Source records START

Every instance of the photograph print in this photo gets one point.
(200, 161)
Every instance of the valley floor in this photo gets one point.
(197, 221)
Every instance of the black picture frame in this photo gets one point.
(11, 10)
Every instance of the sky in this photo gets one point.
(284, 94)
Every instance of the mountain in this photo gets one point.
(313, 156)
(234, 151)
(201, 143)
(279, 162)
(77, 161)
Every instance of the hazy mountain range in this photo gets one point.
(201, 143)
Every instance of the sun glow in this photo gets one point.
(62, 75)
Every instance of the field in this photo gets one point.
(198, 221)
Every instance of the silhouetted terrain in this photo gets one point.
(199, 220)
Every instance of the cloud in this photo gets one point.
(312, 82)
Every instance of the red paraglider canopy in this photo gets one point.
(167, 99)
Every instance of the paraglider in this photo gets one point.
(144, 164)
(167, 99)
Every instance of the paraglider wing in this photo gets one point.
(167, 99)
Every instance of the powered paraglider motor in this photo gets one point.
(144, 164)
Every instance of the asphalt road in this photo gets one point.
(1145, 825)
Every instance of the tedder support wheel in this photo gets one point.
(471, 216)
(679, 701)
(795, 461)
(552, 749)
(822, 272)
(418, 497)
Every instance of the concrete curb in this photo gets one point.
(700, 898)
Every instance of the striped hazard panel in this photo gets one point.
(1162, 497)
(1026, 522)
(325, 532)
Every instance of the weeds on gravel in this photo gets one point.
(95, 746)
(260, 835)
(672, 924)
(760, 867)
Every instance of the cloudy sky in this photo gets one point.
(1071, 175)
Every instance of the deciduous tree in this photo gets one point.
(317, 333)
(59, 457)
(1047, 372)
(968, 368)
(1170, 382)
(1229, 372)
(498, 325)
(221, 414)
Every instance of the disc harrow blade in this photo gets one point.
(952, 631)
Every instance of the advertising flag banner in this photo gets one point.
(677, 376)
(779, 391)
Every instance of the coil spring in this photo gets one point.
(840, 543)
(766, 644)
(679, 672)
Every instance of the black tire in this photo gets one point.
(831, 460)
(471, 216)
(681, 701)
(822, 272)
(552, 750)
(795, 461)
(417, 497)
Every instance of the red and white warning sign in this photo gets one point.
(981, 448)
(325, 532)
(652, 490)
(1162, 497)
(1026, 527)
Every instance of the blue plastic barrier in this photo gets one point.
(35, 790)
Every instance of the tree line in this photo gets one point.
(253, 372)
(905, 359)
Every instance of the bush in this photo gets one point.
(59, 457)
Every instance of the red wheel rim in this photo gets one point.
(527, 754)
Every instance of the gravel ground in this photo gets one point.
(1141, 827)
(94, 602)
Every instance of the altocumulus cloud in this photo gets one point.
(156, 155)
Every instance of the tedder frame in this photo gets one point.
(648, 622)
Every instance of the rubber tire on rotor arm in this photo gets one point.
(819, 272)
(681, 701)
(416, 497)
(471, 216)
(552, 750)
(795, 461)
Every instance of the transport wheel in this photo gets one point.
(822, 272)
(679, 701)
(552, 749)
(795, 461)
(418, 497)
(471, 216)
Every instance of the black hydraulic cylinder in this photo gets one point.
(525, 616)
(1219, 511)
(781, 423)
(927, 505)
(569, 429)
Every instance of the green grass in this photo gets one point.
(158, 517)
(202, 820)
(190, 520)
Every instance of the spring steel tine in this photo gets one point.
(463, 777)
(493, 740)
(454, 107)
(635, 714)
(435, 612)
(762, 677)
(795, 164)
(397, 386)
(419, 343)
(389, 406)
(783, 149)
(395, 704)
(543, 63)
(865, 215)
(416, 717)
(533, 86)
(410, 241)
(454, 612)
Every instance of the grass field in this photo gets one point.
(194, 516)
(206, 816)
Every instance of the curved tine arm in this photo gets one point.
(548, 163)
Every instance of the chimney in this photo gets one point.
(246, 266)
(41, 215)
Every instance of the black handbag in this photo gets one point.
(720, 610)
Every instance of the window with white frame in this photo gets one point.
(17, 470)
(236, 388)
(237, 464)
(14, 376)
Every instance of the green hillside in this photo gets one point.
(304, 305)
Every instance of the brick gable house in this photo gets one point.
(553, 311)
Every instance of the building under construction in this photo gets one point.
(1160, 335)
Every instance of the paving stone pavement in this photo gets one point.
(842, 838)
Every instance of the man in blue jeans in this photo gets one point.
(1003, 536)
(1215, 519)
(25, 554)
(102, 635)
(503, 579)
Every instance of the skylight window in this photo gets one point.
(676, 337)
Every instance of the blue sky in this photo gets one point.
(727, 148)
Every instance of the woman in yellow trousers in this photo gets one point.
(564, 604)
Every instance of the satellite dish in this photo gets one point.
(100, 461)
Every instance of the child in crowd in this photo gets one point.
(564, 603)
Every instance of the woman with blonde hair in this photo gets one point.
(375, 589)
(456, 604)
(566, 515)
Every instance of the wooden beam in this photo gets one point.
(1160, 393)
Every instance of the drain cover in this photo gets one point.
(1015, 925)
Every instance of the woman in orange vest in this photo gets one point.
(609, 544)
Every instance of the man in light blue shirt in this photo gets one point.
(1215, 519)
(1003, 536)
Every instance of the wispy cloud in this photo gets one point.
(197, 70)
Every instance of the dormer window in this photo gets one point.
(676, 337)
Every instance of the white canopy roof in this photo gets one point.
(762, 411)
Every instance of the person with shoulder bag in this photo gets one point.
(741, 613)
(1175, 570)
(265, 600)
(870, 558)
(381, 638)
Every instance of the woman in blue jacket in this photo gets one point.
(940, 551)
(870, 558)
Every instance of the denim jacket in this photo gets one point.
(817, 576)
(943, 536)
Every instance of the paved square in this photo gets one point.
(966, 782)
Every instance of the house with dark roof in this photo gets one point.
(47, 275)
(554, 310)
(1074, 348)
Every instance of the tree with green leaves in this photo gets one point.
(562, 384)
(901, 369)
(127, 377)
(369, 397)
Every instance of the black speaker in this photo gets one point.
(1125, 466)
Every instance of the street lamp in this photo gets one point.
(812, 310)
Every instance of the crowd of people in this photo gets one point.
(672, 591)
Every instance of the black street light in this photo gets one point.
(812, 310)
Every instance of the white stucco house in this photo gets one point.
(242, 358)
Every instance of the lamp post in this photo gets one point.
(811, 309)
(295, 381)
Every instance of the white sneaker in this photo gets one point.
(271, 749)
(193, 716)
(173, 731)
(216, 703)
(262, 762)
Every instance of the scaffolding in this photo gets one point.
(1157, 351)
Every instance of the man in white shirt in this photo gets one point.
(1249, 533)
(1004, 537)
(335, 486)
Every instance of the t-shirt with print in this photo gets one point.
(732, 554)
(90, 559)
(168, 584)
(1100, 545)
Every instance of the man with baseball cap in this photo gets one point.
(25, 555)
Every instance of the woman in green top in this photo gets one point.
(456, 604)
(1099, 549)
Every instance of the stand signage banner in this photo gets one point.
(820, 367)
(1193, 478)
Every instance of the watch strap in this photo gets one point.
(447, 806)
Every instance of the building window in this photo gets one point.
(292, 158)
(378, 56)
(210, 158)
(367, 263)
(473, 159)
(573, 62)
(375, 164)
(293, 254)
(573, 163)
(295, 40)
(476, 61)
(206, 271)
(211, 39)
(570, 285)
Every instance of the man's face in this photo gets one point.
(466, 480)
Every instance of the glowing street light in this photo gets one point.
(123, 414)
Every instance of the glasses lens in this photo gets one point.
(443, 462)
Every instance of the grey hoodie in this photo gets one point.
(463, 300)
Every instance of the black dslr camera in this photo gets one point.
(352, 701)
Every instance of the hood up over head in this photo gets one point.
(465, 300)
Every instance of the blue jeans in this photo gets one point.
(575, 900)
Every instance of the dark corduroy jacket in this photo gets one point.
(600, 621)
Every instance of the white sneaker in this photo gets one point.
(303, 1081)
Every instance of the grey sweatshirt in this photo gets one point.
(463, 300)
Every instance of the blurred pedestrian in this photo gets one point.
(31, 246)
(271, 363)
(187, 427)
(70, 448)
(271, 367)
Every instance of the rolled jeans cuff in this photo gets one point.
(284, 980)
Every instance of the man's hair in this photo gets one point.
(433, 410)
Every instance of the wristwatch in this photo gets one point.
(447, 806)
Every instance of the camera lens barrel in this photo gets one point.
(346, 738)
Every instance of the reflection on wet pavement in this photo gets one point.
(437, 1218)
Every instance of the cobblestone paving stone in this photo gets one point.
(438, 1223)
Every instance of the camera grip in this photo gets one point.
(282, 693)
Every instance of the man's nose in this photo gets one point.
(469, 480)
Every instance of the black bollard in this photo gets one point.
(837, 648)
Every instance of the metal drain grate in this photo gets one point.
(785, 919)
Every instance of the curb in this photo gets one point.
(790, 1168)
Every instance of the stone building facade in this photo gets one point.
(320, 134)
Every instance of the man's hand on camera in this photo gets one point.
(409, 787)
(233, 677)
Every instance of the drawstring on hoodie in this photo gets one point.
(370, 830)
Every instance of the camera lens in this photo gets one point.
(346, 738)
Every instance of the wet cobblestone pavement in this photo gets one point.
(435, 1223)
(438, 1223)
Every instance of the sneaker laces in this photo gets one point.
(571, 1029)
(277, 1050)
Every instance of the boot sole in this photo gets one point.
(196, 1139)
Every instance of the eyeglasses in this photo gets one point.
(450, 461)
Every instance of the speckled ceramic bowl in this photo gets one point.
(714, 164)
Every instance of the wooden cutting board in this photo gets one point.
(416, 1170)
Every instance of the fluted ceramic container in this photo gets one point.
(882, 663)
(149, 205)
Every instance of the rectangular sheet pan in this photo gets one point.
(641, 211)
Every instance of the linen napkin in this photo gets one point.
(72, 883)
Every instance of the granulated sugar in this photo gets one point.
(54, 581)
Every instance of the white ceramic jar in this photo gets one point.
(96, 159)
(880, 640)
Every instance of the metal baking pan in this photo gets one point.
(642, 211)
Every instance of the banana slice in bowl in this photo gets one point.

Source records END

Prompt: Retype exactly, and only, the lines from the line holding "Every instance of the man's hand" through the last line of the data; both of those lines count.

Problem solution:
Every instance of the man's hand on camera in this photo gets one point.
(409, 787)
(233, 677)
Every instance of the drawstring on hoodie in this photo gets one point.
(370, 830)
Every instance of the camera lens in this photo gets one point.
(346, 738)
Every instance of the wet cobblestone pavement in this photo gets one point.
(435, 1223)
(438, 1223)
Every instance of the sneaker laces in this photo gets one point.
(571, 1029)
(277, 1050)
Every instance of the boot sole in this photo gets one point.
(196, 1139)
Every instance of the eyeglasses in this photo gets one point.
(450, 461)
Every instance of the speckled ceramic bowl in this photo gets one point.
(714, 164)
Every instance of the wooden cutting board in this photo gets one point.
(416, 1170)
Every instance of the fluted ceramic container in this photo gets one point.
(882, 663)
(149, 205)
Every instance of the rectangular sheet pan in this photo gets one point.
(641, 211)
Every instance of the linen napkin in this photo gets one point.
(72, 883)
Every instance of the granulated sugar in this photo gets one point.
(54, 581)
Every instance of the white ceramic jar in this photo gets one point.
(96, 159)
(880, 640)
Every instance of the metal baking pan in this photo gets one point.
(642, 211)
Every instance of the banana slice in bowl in this photo gets one point.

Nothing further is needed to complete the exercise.